Return every record below exactly as written, but leave out the pictures.

--- The data ---

-- Begin --

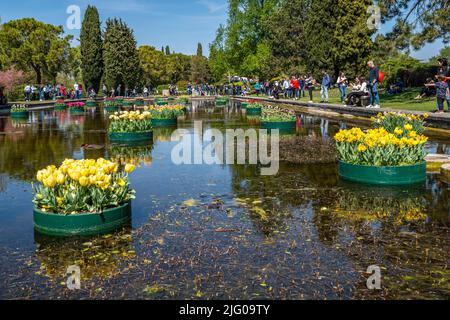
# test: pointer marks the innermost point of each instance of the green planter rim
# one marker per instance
(383, 175)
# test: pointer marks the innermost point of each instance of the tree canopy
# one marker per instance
(91, 45)
(36, 46)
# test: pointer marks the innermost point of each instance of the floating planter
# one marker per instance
(139, 102)
(161, 103)
(83, 224)
(383, 175)
(91, 104)
(165, 115)
(164, 122)
(60, 106)
(98, 203)
(182, 101)
(254, 109)
(19, 111)
(275, 118)
(132, 126)
(221, 102)
(382, 158)
(128, 105)
(281, 125)
(76, 107)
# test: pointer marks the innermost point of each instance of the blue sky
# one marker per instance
(181, 24)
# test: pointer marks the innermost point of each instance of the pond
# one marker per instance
(221, 231)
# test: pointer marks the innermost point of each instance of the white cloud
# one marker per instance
(212, 6)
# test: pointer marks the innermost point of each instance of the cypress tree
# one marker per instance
(91, 49)
(199, 50)
(120, 55)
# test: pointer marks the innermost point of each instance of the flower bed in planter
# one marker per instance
(91, 104)
(130, 126)
(254, 109)
(379, 157)
(19, 111)
(128, 104)
(275, 118)
(76, 107)
(82, 198)
(165, 115)
(139, 102)
(110, 106)
(60, 106)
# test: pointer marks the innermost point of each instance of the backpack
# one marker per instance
(381, 76)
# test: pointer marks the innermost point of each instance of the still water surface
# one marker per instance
(217, 232)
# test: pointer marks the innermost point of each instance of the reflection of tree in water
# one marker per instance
(99, 257)
(39, 145)
(271, 200)
(137, 154)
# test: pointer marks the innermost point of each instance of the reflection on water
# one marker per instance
(221, 231)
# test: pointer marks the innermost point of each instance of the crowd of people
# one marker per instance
(361, 91)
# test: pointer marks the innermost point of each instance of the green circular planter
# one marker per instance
(254, 111)
(111, 108)
(164, 122)
(282, 125)
(21, 114)
(77, 110)
(60, 108)
(398, 175)
(83, 224)
(130, 136)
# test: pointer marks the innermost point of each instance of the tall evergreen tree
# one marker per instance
(199, 50)
(121, 57)
(91, 49)
(352, 43)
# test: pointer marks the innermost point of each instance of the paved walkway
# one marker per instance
(434, 120)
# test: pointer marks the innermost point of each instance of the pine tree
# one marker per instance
(120, 55)
(352, 43)
(199, 50)
(91, 49)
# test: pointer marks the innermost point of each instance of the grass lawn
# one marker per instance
(403, 101)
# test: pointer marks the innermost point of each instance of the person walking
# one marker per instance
(326, 82)
(442, 92)
(27, 92)
(374, 75)
(342, 83)
(310, 82)
(295, 88)
(301, 83)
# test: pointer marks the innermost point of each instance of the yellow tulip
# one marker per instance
(84, 181)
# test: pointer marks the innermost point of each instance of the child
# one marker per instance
(442, 92)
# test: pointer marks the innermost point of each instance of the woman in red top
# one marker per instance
(295, 87)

-- End --

--- Output for this exercise ---
# test: pointer marks the innermost point of each instance of the green planter rim
# one marker per instance
(383, 175)
# test: pointer marks the innermost point of each instance of the tree canopy
# one marker per instance
(91, 45)
(36, 46)
# test: pointer marks the innermost point of each instance of the floating planter
# one marker per instance
(139, 102)
(161, 103)
(83, 224)
(383, 175)
(91, 104)
(165, 115)
(164, 122)
(60, 106)
(98, 203)
(182, 101)
(254, 109)
(19, 111)
(275, 118)
(132, 126)
(221, 102)
(382, 158)
(128, 105)
(281, 125)
(76, 107)
# test: pointer marks the innermost point of each instance of the blue sky
# one marker per instance
(181, 24)
# test: pointer marks the innermost point of each instance of the pond
# one marker per instance
(221, 231)
# test: pointer marks the innermost point of each instance of the white cloud
# one marker per instance
(212, 6)
# test: pointer marks the innermost point of each instance of the cypress tree
# one marker per instance
(91, 49)
(199, 50)
(120, 55)
# test: pointer marks the innermost point of each instance of the flower bed in planter
# one marker per instance
(91, 104)
(130, 126)
(254, 109)
(379, 157)
(19, 111)
(128, 104)
(275, 118)
(76, 107)
(82, 198)
(165, 115)
(139, 102)
(110, 106)
(60, 106)
# test: pointer marks the innermost point of each instance of the backpack
# one marker per instance
(381, 76)
# test: pointer marks the innermost point of each instance of the still water surface
# one marker per instance
(217, 232)
# test: pointer marks the innermost point of each instance of the reflection of tree in water
# one marker per instance
(99, 257)
(39, 145)
(271, 200)
(137, 154)
# test: pointer marks the innermost point of each instance of the reflection on water
# one marker per instance
(221, 231)
# test: pointer marks the innermost point of each instance of the crowd of people
# one marker per instance
(361, 91)
# test: pointer marks the innermost point of each instance of the green circular planter
# one marker per instance
(254, 111)
(111, 108)
(164, 122)
(282, 125)
(21, 114)
(77, 110)
(60, 108)
(398, 175)
(83, 224)
(130, 136)
# test: pointer marks the innermost point of each instance of the tall evergreen tree
# one marker per instance
(199, 50)
(121, 57)
(91, 49)
(352, 43)
# test: pointer marks the innermost point of each instance of the paved walkway
# one marker per instance
(434, 120)
# test: pointer marks the innermost point of each instance of the pine tree
# one marker per instance
(120, 55)
(352, 43)
(199, 50)
(91, 49)
# test: pointer marks the innermost point of each instance of the grass lawn
# one marker per instance
(403, 101)
# test: pointer marks the innermost point of each instance of the person walking
# one marker per instance
(326, 82)
(442, 92)
(27, 92)
(374, 75)
(342, 83)
(310, 82)
(295, 88)
(301, 83)
# test: pointer marks the innermost point of each instance of the yellow tulip
# one marker per instance
(84, 181)
# test: pointer marks the innermost point of each instance of the child
# one marker per instance
(442, 92)
# test: pointer marks the innermost point of each instance of the woman in red top
# one marker per instance
(295, 87)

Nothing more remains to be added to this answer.